### Exercise requirements
Using the data beneath, show every line that includes the word "white".
(Given information)
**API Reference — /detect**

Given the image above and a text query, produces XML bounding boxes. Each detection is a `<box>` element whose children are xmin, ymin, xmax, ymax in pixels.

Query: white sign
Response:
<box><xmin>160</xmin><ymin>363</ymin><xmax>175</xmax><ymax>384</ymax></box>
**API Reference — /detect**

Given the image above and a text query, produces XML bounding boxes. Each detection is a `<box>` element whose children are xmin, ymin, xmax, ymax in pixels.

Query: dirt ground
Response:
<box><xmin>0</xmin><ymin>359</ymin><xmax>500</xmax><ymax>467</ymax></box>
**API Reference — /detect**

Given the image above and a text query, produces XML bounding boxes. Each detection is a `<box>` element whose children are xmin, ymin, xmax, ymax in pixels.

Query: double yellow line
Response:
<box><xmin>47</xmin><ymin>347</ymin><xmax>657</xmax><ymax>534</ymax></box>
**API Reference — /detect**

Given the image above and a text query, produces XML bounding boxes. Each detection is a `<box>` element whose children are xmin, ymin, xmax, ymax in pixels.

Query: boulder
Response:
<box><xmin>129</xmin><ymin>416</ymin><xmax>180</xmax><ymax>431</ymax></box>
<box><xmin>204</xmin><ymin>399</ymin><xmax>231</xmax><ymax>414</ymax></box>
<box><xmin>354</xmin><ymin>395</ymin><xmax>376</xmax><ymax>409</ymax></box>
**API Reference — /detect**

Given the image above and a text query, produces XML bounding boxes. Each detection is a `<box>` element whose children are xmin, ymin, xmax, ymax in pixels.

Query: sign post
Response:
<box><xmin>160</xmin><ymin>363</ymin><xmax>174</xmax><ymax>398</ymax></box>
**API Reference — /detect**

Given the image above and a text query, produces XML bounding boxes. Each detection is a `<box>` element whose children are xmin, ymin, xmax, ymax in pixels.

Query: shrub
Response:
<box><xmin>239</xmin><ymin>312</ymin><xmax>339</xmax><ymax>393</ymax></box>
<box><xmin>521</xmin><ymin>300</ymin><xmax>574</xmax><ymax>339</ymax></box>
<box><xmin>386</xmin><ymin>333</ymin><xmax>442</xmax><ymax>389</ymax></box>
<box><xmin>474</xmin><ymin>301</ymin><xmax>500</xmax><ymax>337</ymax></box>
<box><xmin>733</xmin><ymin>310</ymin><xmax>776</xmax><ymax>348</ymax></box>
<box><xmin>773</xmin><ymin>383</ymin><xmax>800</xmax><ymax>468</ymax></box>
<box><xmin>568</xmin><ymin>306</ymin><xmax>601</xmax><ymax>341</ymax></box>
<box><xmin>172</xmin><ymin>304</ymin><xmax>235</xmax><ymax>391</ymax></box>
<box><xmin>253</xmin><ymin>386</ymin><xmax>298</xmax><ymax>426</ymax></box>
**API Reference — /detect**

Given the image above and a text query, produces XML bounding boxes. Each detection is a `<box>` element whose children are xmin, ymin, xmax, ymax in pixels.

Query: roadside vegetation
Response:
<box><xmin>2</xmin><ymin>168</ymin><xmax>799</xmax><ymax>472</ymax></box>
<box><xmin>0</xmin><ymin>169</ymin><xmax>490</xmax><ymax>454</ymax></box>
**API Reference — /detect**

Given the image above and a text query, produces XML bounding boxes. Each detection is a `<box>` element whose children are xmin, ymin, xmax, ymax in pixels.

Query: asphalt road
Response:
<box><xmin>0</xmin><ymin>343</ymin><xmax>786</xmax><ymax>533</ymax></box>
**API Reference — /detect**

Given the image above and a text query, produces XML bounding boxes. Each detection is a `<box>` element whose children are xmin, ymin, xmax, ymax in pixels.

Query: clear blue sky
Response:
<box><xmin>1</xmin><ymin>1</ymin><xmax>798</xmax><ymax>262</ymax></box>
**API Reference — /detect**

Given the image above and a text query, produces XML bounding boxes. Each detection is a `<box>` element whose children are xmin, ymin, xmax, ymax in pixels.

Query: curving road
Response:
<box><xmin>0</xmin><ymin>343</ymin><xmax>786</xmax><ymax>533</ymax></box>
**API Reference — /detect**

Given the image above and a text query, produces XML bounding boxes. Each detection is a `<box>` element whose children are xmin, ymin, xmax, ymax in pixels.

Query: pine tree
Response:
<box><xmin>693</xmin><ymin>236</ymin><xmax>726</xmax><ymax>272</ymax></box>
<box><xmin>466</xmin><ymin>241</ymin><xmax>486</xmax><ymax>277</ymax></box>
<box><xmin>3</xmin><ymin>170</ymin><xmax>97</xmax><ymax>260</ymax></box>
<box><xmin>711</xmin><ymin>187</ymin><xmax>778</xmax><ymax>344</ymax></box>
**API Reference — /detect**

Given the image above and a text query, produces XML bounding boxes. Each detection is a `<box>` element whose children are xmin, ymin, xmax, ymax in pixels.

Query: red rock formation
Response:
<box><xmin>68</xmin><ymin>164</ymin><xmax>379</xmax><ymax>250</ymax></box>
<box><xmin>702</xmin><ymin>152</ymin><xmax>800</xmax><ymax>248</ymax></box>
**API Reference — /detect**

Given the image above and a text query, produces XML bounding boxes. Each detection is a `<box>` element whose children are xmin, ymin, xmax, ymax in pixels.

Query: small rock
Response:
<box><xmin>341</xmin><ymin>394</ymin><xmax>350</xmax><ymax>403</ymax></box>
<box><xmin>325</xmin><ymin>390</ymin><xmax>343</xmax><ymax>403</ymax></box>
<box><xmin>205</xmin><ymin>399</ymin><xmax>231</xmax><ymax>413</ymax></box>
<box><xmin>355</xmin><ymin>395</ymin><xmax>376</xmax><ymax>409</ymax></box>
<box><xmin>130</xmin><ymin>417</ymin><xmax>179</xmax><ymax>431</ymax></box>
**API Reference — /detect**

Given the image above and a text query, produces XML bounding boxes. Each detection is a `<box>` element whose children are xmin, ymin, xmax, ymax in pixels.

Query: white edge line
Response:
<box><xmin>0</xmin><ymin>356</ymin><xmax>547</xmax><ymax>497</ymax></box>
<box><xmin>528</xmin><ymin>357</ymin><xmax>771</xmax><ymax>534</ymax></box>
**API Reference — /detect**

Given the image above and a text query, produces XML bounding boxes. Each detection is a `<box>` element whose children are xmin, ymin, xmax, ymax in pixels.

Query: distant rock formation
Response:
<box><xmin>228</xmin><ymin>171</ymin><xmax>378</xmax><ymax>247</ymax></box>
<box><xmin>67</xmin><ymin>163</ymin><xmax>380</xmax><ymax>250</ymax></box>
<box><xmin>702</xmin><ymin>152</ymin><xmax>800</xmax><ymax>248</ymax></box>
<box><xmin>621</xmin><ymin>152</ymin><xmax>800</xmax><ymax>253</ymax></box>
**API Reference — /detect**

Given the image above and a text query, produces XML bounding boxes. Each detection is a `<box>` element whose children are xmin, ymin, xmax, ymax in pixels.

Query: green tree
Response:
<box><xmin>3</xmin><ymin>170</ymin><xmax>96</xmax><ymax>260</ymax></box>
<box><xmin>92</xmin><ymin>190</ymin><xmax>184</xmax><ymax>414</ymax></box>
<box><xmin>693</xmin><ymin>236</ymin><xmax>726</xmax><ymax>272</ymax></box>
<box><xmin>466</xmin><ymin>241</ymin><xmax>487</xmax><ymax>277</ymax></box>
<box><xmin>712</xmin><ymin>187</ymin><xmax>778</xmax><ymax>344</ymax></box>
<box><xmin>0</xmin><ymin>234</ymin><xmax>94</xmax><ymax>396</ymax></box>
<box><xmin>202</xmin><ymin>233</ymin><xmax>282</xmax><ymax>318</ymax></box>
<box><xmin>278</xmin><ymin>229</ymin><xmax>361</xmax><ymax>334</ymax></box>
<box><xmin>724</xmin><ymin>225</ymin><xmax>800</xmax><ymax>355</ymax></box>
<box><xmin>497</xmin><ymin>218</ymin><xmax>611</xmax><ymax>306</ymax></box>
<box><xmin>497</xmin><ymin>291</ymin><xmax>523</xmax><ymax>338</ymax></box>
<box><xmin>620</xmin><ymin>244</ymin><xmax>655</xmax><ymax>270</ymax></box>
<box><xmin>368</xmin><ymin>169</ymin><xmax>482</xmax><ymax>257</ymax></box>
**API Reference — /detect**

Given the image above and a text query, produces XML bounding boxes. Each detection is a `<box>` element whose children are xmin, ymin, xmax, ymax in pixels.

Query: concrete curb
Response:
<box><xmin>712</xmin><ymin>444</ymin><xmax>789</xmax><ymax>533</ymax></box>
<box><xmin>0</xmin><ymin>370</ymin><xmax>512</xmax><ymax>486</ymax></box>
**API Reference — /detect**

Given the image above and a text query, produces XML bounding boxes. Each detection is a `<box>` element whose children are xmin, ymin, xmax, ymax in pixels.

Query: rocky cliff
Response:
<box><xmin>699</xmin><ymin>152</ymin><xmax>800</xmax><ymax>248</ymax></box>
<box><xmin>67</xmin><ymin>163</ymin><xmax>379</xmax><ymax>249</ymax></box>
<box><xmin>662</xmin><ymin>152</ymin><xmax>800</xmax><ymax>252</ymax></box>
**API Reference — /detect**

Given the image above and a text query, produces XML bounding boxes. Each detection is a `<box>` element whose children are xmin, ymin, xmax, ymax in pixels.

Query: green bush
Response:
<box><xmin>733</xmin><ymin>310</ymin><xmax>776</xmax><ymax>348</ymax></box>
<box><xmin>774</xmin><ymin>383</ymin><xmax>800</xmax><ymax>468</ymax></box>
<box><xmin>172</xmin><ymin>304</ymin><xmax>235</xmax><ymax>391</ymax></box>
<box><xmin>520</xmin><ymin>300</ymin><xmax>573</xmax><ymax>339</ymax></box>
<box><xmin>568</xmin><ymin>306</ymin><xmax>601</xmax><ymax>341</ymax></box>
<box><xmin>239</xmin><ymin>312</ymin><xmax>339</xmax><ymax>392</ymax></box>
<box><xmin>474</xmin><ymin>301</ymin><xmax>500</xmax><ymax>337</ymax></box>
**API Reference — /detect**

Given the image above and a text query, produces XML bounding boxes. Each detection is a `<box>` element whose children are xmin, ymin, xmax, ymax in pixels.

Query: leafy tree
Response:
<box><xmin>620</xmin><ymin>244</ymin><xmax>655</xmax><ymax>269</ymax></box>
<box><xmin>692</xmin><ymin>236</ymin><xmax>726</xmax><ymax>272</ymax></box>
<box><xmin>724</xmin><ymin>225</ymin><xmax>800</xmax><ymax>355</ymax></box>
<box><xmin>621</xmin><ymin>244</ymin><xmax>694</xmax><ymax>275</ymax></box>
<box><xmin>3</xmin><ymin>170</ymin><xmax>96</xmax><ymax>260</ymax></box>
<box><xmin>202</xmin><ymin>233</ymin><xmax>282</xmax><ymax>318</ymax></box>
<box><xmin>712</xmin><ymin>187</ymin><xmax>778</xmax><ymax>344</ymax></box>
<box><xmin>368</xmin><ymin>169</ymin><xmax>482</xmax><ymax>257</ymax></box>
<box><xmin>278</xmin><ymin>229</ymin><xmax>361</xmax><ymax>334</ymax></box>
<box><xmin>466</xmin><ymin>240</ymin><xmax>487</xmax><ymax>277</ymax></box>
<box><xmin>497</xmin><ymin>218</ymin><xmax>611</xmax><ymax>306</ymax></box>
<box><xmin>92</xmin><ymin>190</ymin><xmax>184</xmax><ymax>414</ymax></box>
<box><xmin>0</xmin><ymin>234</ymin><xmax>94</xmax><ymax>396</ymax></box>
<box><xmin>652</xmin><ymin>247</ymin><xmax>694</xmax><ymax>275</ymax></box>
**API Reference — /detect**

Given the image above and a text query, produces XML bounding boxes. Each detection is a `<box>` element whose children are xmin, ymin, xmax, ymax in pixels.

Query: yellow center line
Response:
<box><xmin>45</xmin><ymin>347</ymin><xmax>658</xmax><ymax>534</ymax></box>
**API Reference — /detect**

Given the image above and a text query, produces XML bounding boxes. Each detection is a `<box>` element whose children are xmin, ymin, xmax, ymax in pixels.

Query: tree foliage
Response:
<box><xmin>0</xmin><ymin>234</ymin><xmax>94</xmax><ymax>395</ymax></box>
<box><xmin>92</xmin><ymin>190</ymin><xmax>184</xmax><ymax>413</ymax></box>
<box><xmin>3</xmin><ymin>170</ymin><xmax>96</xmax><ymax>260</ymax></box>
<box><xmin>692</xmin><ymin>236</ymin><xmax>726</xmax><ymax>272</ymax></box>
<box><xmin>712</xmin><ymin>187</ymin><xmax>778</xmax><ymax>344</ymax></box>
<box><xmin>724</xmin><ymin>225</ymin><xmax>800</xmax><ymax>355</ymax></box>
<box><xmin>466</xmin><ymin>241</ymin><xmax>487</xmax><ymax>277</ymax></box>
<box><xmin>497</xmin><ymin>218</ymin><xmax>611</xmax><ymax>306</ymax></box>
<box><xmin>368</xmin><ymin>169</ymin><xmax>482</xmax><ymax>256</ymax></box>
(End Given information)
### Exercise answer
Query: white sign
Query: white edge line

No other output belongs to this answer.